- [Ваше задание]:
Перечислите всё, что, согласно названию книги в заголовке текста о Пушкине, создаёт общение.

- [Приведённый текст]:
>>>
Яков Кротов. История. Книга о том, как общение создаёт свободу, любовь, человечность

Оглавление

Пушкин-барин и Пушкин-ямщик

«Телега жизни» и «Пора мой друг» абсолютно парные не только по смыслу. Кстати, парность смысла не сразу прочитывается, ведь «обитель нег» в «Пора» — 1834 года — это ровно тот же обрыв и гроб, что в «Телеге» 1823 года. Не сразу понимаешь, что ямщик на телеге и друг — один и тот же человек. Цимес в том, что «fuckvoutremutter» в телеге абсолютно идентична по функции «нег». Оба слова — крайние в словесном спектре. То, что «ьтаманебе» взято из низкого стиля, а «нега» из высокого, не принципиально. Главное — смычком по нервам.
<<<
- [Исходные данные]:
>>>
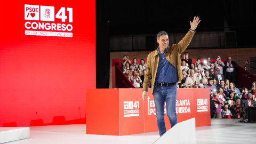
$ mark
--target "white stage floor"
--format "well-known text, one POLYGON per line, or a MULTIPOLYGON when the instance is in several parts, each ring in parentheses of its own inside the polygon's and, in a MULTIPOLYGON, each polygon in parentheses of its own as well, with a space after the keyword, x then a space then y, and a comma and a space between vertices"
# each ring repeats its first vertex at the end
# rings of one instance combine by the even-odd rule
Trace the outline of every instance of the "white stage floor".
<<<
- [Ответ на задание]:
Свобода, любовь, человечность.